--- Begin ---
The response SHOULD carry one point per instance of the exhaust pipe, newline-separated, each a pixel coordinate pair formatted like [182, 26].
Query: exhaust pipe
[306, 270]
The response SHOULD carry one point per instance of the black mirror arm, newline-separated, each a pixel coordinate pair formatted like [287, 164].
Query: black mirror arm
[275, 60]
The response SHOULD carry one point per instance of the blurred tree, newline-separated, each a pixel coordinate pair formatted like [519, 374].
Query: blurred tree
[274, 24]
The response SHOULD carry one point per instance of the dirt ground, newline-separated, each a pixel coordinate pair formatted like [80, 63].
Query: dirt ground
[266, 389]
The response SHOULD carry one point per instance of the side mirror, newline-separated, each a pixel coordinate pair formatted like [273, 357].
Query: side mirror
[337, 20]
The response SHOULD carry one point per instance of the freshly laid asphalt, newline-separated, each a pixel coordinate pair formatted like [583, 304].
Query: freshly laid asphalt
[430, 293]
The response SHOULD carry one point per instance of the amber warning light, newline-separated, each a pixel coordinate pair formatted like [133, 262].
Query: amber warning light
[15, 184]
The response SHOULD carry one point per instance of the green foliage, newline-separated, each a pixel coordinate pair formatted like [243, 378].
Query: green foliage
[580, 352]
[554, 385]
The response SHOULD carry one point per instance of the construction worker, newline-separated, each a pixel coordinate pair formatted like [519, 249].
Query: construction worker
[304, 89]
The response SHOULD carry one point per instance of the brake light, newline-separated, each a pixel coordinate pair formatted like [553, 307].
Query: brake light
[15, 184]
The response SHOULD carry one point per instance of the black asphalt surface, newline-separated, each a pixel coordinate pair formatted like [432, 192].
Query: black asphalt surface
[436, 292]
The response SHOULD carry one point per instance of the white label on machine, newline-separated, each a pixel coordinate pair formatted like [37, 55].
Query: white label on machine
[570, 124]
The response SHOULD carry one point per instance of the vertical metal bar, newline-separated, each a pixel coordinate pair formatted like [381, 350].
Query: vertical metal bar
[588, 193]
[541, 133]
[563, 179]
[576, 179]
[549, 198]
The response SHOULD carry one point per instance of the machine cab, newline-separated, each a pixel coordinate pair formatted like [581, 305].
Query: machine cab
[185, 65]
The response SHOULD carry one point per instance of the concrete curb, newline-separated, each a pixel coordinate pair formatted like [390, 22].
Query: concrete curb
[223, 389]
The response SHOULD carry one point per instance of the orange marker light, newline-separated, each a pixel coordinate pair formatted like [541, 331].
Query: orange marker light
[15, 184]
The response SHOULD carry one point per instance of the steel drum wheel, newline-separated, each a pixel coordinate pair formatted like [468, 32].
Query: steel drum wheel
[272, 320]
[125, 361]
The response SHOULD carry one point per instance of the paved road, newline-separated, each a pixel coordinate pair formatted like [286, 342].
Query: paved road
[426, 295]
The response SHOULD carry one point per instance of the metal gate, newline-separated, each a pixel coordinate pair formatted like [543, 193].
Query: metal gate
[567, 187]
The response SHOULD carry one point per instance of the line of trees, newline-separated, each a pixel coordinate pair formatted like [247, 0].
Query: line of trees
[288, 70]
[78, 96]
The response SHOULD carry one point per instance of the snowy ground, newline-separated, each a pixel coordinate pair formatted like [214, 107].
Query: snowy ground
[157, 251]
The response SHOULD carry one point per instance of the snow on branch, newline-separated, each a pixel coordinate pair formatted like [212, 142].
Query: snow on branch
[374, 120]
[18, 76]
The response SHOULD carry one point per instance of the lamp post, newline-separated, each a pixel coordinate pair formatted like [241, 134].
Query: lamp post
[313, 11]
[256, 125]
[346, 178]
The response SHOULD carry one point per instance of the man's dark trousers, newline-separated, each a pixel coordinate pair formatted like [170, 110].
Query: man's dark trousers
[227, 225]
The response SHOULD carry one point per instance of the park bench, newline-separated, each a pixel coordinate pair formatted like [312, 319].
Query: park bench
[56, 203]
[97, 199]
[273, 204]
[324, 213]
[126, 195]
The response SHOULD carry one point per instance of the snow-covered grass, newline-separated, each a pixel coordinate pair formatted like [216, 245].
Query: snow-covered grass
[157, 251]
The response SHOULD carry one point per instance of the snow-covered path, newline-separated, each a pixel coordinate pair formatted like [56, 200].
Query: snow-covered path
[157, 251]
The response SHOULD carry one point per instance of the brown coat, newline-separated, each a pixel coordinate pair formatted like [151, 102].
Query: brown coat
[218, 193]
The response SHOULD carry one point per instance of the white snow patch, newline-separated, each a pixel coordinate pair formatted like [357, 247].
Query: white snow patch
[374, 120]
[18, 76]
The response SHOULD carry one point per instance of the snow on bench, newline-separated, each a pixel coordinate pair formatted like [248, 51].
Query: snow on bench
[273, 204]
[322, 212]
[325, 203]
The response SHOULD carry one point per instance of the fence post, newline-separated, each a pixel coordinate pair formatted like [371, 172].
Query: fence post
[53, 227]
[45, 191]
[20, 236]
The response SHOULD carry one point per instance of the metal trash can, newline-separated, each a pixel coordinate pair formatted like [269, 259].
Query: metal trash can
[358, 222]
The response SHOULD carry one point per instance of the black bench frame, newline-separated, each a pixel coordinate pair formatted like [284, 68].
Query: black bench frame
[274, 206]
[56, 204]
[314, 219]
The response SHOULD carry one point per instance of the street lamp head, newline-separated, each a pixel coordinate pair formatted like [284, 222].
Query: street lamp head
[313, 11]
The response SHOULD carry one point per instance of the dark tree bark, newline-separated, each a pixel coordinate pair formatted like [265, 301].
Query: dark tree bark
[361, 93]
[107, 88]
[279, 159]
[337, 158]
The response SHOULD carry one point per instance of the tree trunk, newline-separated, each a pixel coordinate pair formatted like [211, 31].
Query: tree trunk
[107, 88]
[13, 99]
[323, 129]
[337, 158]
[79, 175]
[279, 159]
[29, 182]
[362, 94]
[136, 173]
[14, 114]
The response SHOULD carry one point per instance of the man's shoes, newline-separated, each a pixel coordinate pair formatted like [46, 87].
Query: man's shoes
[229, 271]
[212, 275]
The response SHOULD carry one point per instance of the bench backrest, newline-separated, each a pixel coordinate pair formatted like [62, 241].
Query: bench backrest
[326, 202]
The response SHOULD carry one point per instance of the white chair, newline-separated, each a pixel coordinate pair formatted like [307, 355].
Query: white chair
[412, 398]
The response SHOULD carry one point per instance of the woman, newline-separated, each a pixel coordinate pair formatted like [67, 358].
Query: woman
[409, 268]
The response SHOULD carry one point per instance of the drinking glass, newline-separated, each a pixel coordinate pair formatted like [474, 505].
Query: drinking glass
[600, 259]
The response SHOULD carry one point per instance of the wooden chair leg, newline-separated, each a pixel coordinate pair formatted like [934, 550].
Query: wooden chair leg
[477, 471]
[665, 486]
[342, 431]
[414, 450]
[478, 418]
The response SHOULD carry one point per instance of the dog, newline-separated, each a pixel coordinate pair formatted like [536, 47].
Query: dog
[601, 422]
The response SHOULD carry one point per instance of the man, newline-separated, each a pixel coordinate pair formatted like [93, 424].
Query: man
--- End ---
**Stated problem:** Please repeat the material above, word for word and in full.

**Answer to this problem:**
The response SHOULD carry one point per instance of the exhaust pipe, newline-separated, each a pixel coordinate pair formatted like [182, 26].
Query: exhaust pipe
[306, 270]
The response SHOULD carry one point per instance of the black mirror arm, newline-separated, each a pixel coordinate pair formatted like [287, 164].
Query: black mirror arm
[275, 60]
The response SHOULD carry one point per instance of the blurred tree, newline-separated, each a pixel coordinate pair formatted like [519, 374].
Query: blurred tree
[274, 24]
The response SHOULD carry one point per instance of the dirt ground, newline-separated, each a pixel coordinate pair formatted like [80, 63].
Query: dirt ground
[266, 389]
The response SHOULD carry one point per instance of the side mirror, newline-separated, each a pixel coordinate pair formatted like [273, 357].
Query: side mirror
[337, 20]
The response SHOULD carry one point per instance of the freshly laid asphalt, newline-separated, each a pixel coordinate pair formatted like [583, 304].
Query: freshly laid asphalt
[430, 293]
The response SHOULD carry one point per instance of the amber warning light, newline-separated, each a pixel coordinate pair formatted like [133, 262].
Query: amber warning light
[15, 184]
The response SHOULD carry one point per instance of the green foliage, newline-separated, each a pixel coordinate pair formatted like [243, 378].
Query: green foliage
[580, 352]
[554, 385]
The response SHOULD carry one point per instance of the construction worker, newline-separated, each a pixel coordinate pair formatted like [519, 249].
Query: construction worker
[304, 89]
The response SHOULD carry one point per instance of the brake light, newline-separated, each a pixel coordinate pair formatted like [553, 307].
Query: brake light
[15, 184]
The response SHOULD carry one point per instance of the black asphalt surface, newline-separated, each a pixel coordinate pair formatted like [432, 192].
Query: black asphalt surface
[436, 292]
The response SHOULD carry one point per instance of the white label on machine, newline-separated, each a pixel coordinate pair formatted like [37, 55].
Query: white label on machine
[570, 124]
The response SHOULD carry one point per instance of the vertical metal bar, newline-separated, each a pixel coordinate pair formatted like [381, 350].
Query: vertical metal bar
[588, 193]
[541, 133]
[563, 179]
[576, 179]
[549, 198]
The response SHOULD carry one point per instance of the machine cab, newline-separated, each a pixel coordinate pair formatted like [581, 305].
Query: machine cab
[185, 65]
The response SHOULD carry one point per instance of the concrete curb, newline-separated, each a pixel coordinate pair formatted like [390, 22].
Query: concrete curb
[223, 389]
The response SHOULD carry one point per instance of the orange marker light, newline-separated, each a pixel coordinate pair formatted like [541, 331].
Query: orange marker light
[15, 184]
The response SHOULD carry one point per instance of the steel drum wheel, newline-separated, each a pixel coordinate pair formatted like [468, 32].
Query: steel drum wheel
[272, 320]
[125, 361]
The response SHOULD carry one point per instance of the paved road, newline-separated, each a pixel coordinate pair formatted like [286, 342].
Query: paved road
[426, 295]
The response SHOULD carry one point per instance of the metal gate, newline-separated, each a pixel coordinate pair formatted like [543, 193].
Query: metal gate
[567, 187]
The response SHOULD carry one point per instance of the line of trees, newline-separated, each a pixel coordinate pair formatted like [247, 0].
Query: line of trees
[288, 70]
[78, 96]
The response SHOULD carry one point per instance of the snowy ground, newline-separated, each a pixel coordinate pair formatted like [214, 107].
Query: snowy ground
[157, 251]
The response SHOULD carry one point per instance of the snow on branch, newline-separated, each a pixel coordinate pair formatted like [212, 142].
Query: snow on branch
[374, 120]
[18, 76]
The response SHOULD carry one point per instance of the lamp post, newline-separated, each a pixel coordinate pair formatted like [241, 134].
Query: lamp post
[313, 11]
[256, 125]
[346, 178]
The response SHOULD carry one point per instance of the man's dark trousers, newline-separated, each a pixel coordinate pair formatted like [170, 110].
Query: man's dark trousers
[227, 225]
The response SHOULD carry one point per instance of the park bench, newline-separated, each a pixel coordinate pair formatted like [312, 319].
Query: park bench
[56, 203]
[97, 199]
[273, 204]
[324, 213]
[126, 195]
The response SHOULD carry one point per instance of the snow-covered grass, newline-separated, each a pixel coordinate pair formatted like [216, 245].
Query: snow-covered grass
[157, 251]
The response SHOULD carry one point per instance of the snow-covered path, newline-separated, each a pixel coordinate pair formatted like [56, 200].
Query: snow-covered path
[157, 251]
The response SHOULD carry one point per instance of the brown coat, newline-separated, each a pixel coordinate pair formatted like [151, 102].
Query: brown coat
[218, 193]
The response SHOULD carry one point per instance of the white snow patch, newline-separated, each a pixel coordinate pair formatted like [357, 247].
Query: white snow patch
[374, 120]
[18, 76]
The response SHOULD carry one point per instance of the snow on bench, newline-separated, each a pixel coordinate pair formatted like [248, 51].
Query: snow on bench
[273, 204]
[322, 212]
[325, 203]
The response SHOULD carry one point per instance of the fence post, newline-separated, each a pixel coordinate pair formatted like [371, 172].
Query: fence post
[53, 227]
[45, 191]
[20, 236]
The response SHOULD carry one point per instance of the metal trash can, newline-separated, each a pixel coordinate pair formatted like [269, 259].
Query: metal trash can
[358, 222]
The response SHOULD carry one point per instance of the black bench frame, newline-separated, each a pixel coordinate pair formatted like [284, 68].
Query: black bench frame
[274, 206]
[56, 204]
[314, 219]
The response SHOULD carry one point per instance of the street lamp head, newline-separated, each a pixel coordinate pair formatted like [284, 222].
Query: street lamp head
[313, 11]
The response SHOULD carry one point per instance of the dark tree bark, newline-separated, each a pixel coordinate pair formatted like [265, 301].
Query: dark tree bark
[361, 93]
[107, 88]
[279, 159]
[337, 158]
The response SHOULD carry one point per instance of the tree trunk, newline-separated, each a pixel coordinate pair formatted like [211, 31].
Query: tree trunk
[107, 88]
[13, 99]
[323, 129]
[337, 158]
[79, 175]
[279, 159]
[29, 182]
[362, 94]
[136, 173]
[14, 114]
The response SHOULD carry one point per instance of the man's shoes, newline-separated, each a pixel coordinate pair formatted like [46, 87].
Query: man's shoes
[229, 271]
[212, 275]
The response SHOULD carry one point per instance of the bench backrest, newline-separated, each a pixel coordinate pair formatted like [62, 241].
Query: bench backrest
[326, 202]
The response SHOULD carry one point per instance of the white chair, newline-separated, each a pixel coordinate pair formatted like [307, 355].
Query: white chair
[412, 398]
The response SHOULD carry one point per instance of the woman, newline-separated, each a pixel coordinate pair formatted like [67, 358].
Query: woman
[409, 268]
The response SHOULD carry one point per instance of the drinking glass, newline-separated, each a pixel coordinate pair formatted like [474, 505].
Query: drinking glass
[600, 259]
The response SHOULD carry one point per instance of the wooden chair leg, newline-separated, each a pixel coordinate pair formatted like [934, 550].
Query: wooden chair leg
[477, 471]
[665, 486]
[342, 431]
[414, 450]
[478, 418]
The response SHOULD carry one point per instance of the dog, newline-separated, each a pixel coordinate pair formatted like [536, 47].
Query: dog
[601, 422]
The response SHOULD carry one point per instance of the man, newline-separated, each a pixel coordinate pair formatted like [93, 424].
Query: man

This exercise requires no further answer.